Copy every one of the lines below verbatim, with nothing added or left out.

+++ AVAILABLE RECORDS

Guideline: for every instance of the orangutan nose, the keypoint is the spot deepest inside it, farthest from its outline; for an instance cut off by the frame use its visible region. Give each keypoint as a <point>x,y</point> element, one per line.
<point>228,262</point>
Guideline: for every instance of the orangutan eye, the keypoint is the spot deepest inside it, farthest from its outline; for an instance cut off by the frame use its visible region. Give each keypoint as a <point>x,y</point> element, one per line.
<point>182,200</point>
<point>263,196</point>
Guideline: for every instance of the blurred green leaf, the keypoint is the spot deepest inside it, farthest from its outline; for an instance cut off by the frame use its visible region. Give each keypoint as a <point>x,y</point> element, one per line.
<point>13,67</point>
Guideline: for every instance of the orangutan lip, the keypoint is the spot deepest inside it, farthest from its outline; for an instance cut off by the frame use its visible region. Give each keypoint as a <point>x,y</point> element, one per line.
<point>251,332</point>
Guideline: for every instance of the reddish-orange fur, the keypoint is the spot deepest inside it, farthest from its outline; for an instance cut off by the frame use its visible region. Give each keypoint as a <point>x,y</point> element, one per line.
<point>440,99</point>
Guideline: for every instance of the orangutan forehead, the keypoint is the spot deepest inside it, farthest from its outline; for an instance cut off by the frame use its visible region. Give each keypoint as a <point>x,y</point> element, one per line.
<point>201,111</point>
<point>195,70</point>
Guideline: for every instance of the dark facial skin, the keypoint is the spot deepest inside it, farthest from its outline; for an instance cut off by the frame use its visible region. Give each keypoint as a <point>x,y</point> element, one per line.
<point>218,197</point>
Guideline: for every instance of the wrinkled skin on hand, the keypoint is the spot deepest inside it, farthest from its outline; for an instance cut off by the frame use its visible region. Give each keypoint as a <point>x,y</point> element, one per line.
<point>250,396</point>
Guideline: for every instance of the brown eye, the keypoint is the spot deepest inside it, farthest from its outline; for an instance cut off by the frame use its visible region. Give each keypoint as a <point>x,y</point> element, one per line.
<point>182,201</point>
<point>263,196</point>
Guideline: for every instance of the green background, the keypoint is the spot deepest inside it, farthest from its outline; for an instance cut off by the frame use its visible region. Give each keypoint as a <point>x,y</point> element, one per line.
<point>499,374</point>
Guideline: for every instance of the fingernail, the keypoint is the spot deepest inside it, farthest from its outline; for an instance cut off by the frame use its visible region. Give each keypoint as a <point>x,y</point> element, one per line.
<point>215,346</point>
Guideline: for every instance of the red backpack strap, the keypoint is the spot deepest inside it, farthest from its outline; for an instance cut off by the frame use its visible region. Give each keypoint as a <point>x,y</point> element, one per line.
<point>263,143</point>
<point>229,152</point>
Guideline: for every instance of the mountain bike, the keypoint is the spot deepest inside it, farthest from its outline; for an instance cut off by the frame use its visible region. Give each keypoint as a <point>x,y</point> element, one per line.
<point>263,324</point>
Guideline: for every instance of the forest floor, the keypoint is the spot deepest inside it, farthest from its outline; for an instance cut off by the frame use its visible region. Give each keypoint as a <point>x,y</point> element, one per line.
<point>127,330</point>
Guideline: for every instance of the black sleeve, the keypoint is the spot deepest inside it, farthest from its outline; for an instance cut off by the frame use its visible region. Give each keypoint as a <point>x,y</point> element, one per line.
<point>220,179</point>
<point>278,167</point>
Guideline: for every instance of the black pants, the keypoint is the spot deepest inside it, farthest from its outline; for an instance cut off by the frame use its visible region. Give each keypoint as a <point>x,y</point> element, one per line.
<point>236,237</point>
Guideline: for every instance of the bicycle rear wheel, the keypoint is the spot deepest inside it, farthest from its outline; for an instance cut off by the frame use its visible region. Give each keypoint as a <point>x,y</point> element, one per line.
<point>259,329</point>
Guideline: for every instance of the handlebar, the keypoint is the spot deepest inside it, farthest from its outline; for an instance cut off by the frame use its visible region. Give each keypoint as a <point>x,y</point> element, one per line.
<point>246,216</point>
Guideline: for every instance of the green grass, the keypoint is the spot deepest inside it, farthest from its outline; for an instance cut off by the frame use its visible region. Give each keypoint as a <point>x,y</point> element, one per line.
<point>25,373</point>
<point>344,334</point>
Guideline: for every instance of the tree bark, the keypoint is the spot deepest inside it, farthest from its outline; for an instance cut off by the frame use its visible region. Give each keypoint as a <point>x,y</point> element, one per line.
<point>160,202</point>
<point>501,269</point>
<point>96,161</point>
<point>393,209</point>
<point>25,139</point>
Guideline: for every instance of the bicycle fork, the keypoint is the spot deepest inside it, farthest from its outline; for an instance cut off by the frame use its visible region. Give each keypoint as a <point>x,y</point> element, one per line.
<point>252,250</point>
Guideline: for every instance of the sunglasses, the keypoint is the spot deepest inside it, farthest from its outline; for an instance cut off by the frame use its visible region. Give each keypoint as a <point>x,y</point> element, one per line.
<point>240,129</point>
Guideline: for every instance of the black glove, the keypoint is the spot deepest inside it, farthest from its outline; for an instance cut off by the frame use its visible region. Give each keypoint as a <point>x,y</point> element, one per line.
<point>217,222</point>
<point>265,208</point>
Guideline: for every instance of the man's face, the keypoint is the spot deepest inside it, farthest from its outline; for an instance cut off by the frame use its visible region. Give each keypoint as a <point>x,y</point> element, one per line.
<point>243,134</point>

++++++

== SOLUTION TO THIS TASK ==
Guideline: for every instance of the orangutan nose, the keypoint is the spot deepest inside it, farthest from its outline; for an instance cut off by the frame use its visible region. Give each keypoint as a <point>x,y</point> element, one per line.
<point>228,262</point>
Guideline: for every instance of the orangutan eye, the keypoint is the spot deepest inside it, farthest from its outline; for an instance cut off by the frame use its visible region. Give each keypoint as a <point>x,y</point> element, one per line.
<point>182,200</point>
<point>263,196</point>
Guideline: for every instance of the blurred green leaf, the keypoint is the spot deepest inside it, farthest from its outline; for an instance cut off by the frame use its visible region. Give each keypoint as a <point>x,y</point> element, one per line.
<point>13,67</point>
Guideline: for every instance of the orangutan lip, the keypoint is the spot deepest inside it, farthest from its outline; for an instance cut off by the frame use its visible region. Give each keypoint as a <point>x,y</point> element, one per line.
<point>251,332</point>
Guideline: for every instance of the reddish-orange fur, the keypoint is the spot deepest inside it, farthest from its outline; for an instance cut off by the frame use its visible region. Give each keypoint as a <point>x,y</point> element, one per line.
<point>440,99</point>
Guideline: for every instance of the orangutan forehead, the keypoint is the spot deepest inside it, farthest from its outline; for an instance cut off by the frame use its visible region. Give each keypoint as a <point>x,y</point> element, one per line.
<point>201,111</point>
<point>195,70</point>
Guideline: for every instance of the dark facial skin, the keypoint is the spot deepest inside it, farthest from its outline; for an instance cut off by the frame use its visible region. Give each keypoint as a <point>x,y</point> element, one per line.
<point>218,197</point>
Guideline: for every instance of the wrinkled skin on hand, the keypoint is the spot deepest inside it, farthest from its outline; for an instance cut off by the frame use its visible region. Give each keypoint as a <point>x,y</point> element, one per line.
<point>250,396</point>
Guideline: for every instance of the brown eye, the keypoint is the spot deepest inside it, farthest from its outline; for an instance cut off by the frame use its visible region. Give each keypoint as a <point>x,y</point> element, one per line.
<point>182,201</point>
<point>263,196</point>
Guideline: for every instance of the green background, the keypoint is the spot deepest inside it, farthest from its outline; for an instance cut off by the frame use its visible region. Give each keypoint as a <point>x,y</point> element, one per line.
<point>499,374</point>
Guideline: for every instance of the fingernail, the keypoint is the spot deepest inside it, farthest from its outline; for an instance cut off by the frame use its visible region. Give each keypoint as a <point>x,y</point> element, one per line.
<point>215,346</point>
Guideline: for every instance of the red backpack strap, the keypoint is the spot deepest inside it, farthest from its outline; for an instance cut off by the frame use its visible region. Give each keypoint as a <point>x,y</point> element, one per line.
<point>263,143</point>
<point>229,152</point>
Guideline: for every instance of the mountain bike, the keypoint is the spot deepest inside it, farthest from its outline; for an instance cut off by the frame use its visible region. Give each keypoint as a <point>x,y</point> element, one per line.
<point>263,324</point>
Guideline: for every instance of the forest floor, the keypoint is the spot deepest inside it, farthest from its outline; for an instance cut off by the frame use its visible region. Give each keypoint as a <point>x,y</point> element, one per line.
<point>127,330</point>
Guideline: for every instance of the black sleeve, the keypoint is the spot deepest inside it, farthest from its outline; for an instance cut off by the frame use its visible region. Give each keypoint as a <point>x,y</point> element, one per line.
<point>220,179</point>
<point>278,167</point>
Guideline: for every instance of the black pants, the keypoint is the spot deepest inside it, farthest from its outline; for an instance cut off by the frame use its visible region. Give each keypoint as a <point>x,y</point> element, one per line.
<point>236,237</point>
Guideline: for every instance of the bicycle rear wheel, the keypoint is the spot deepest inside it, farthest from its outline; for an instance cut off by the frame use its visible region. Give each keypoint as a <point>x,y</point> element, one per line.
<point>259,329</point>
Guideline: for every instance of the handlebar, the keypoint is the spot deepest inside it, farthest from its outline; for an instance cut off by the frame use its visible region. Give each keypoint as a <point>x,y</point> element, one per line.
<point>246,216</point>
Guideline: for every instance of the green grass, the keypoint is the spot deepest inside it, farthest from its outline; for an instance cut off by the frame use its visible region. Give each keypoint as a <point>x,y</point> element, one per line.
<point>25,373</point>
<point>344,334</point>
Guideline: for every instance of the tree bark, the keypoint is the spot deepest inside it, farthest from its outline; for an instance cut off by the frame use its visible region. Give each keypoint as a <point>x,y</point> element, one per line.
<point>160,202</point>
<point>501,269</point>
<point>96,161</point>
<point>393,209</point>
<point>25,139</point>
Guideline: for every instance of the bicycle fork, the keypoint is the spot deepest inside it, farthest from its outline; for an instance cut off by the frame use its visible region. Give each keypoint as a <point>x,y</point> element, one per line.
<point>252,250</point>
Guideline: for every instance of the sunglasses, the keypoint is the spot deepest inside it, farthest from its outline; for an instance cut off by the frame use its visible region. Give each keypoint as a <point>x,y</point> element, one per line.
<point>240,129</point>
Guideline: for every instance of the black glove, the keypoint is the spot deepest inside it, farthest from its outline; for an instance cut off by the frame use its visible region. Give each keypoint as a <point>x,y</point> element, one per line.
<point>217,222</point>
<point>265,208</point>
Guideline: for every instance of the man's face, the keypoint is the spot deepest inside it, farthest from its outline; for an instance cut off by the frame use its visible region. Give each keypoint as a <point>x,y</point> element, one per line.
<point>243,134</point>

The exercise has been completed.